Your task
The answer must consist of every line below containing "background".

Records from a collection
——————————
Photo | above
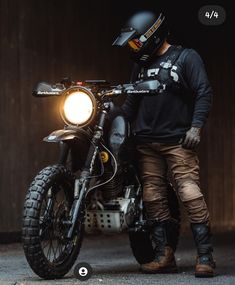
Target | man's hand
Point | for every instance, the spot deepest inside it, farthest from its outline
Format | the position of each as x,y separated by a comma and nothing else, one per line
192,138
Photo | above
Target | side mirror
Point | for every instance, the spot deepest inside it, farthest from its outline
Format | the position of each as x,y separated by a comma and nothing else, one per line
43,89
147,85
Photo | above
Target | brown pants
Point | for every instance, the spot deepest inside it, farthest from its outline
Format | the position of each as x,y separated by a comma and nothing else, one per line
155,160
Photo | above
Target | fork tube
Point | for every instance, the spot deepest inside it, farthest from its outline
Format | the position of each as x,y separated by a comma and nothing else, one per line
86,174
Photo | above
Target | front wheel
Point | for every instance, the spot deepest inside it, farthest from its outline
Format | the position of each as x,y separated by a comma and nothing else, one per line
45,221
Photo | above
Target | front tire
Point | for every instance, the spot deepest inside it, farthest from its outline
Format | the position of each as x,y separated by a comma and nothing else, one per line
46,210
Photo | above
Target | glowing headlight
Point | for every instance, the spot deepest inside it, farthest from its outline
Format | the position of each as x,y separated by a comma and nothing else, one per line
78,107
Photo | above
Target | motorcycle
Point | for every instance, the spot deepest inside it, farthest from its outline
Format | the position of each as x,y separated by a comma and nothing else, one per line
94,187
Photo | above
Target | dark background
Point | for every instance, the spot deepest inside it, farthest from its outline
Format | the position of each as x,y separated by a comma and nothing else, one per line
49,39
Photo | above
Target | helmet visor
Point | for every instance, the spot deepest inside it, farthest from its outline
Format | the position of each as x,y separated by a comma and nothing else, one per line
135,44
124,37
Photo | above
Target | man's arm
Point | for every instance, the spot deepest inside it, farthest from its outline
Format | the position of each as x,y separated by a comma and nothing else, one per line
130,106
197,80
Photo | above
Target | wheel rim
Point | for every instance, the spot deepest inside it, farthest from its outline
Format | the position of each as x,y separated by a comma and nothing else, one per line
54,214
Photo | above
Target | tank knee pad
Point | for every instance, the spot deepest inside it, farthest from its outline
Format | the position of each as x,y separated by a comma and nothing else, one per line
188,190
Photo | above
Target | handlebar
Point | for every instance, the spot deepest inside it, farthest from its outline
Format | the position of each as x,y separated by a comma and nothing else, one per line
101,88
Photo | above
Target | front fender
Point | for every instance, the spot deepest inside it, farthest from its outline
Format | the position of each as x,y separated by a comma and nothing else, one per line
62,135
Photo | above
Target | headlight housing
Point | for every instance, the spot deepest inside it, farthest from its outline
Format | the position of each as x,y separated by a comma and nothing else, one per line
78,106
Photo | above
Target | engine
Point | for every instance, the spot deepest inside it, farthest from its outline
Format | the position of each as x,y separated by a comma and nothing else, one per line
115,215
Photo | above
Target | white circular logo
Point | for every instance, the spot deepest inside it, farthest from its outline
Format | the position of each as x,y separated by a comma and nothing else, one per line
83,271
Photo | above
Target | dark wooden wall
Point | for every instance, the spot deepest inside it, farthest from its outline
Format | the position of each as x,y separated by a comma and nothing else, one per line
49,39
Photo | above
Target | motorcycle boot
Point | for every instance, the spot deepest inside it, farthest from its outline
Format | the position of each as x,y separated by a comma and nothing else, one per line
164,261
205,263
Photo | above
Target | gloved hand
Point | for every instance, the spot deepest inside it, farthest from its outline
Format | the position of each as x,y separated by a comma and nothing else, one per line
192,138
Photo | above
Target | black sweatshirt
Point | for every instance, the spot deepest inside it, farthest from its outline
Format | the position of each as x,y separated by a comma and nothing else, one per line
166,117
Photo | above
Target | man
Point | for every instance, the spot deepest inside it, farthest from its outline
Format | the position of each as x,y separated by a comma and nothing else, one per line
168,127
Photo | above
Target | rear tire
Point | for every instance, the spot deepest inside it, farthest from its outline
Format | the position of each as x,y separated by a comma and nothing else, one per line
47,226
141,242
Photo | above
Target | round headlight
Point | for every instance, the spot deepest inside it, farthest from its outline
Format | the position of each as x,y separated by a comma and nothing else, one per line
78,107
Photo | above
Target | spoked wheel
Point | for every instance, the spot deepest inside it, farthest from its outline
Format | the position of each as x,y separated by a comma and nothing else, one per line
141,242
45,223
——————————
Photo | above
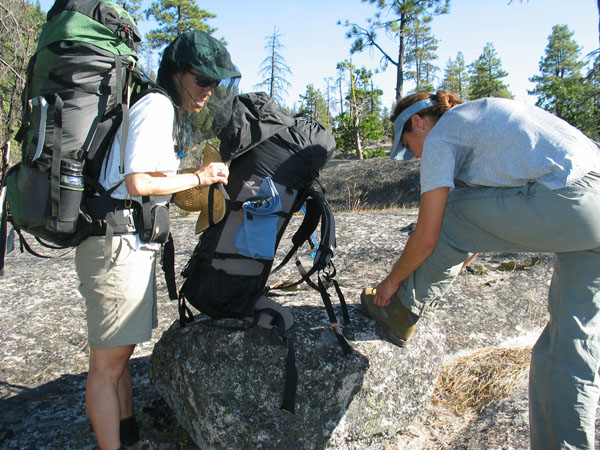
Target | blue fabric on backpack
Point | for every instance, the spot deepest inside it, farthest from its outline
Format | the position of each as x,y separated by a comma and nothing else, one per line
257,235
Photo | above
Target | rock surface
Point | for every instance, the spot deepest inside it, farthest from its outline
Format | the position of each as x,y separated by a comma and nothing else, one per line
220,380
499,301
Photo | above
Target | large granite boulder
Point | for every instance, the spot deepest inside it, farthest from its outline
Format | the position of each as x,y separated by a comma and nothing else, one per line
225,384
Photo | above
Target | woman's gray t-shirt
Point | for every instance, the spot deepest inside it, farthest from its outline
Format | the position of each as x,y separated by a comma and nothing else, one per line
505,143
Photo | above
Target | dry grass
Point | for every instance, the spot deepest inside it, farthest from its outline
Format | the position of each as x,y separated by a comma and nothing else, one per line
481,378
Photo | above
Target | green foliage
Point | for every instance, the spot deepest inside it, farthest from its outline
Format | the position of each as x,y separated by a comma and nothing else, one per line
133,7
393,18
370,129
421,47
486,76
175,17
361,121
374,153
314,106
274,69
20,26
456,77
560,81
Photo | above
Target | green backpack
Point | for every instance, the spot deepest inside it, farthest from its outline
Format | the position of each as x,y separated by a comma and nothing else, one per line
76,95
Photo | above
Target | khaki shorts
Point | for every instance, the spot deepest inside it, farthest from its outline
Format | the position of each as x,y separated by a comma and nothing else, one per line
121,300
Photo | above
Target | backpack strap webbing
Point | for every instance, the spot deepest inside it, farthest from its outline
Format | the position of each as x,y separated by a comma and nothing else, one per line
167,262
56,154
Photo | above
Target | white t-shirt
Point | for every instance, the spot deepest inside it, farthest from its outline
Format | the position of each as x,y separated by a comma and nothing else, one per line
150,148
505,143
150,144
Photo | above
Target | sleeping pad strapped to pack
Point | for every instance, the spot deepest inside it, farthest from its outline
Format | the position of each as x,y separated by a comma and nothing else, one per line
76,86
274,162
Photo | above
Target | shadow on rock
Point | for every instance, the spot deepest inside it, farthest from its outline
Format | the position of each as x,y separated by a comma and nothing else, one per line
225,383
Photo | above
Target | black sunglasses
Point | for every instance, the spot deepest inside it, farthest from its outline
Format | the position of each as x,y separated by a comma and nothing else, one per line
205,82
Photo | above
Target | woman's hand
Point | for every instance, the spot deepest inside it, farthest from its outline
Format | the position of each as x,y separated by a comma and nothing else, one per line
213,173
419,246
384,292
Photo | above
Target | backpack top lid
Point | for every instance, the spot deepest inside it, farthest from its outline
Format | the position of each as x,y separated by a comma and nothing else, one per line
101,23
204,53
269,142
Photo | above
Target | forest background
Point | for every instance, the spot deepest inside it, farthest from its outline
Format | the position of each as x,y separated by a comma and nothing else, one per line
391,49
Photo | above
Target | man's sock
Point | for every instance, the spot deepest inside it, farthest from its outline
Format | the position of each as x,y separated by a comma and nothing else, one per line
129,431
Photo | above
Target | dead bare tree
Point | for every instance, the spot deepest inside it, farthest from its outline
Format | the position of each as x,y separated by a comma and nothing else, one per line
——————————
Answer for the task
Target | dark background
Target | forest background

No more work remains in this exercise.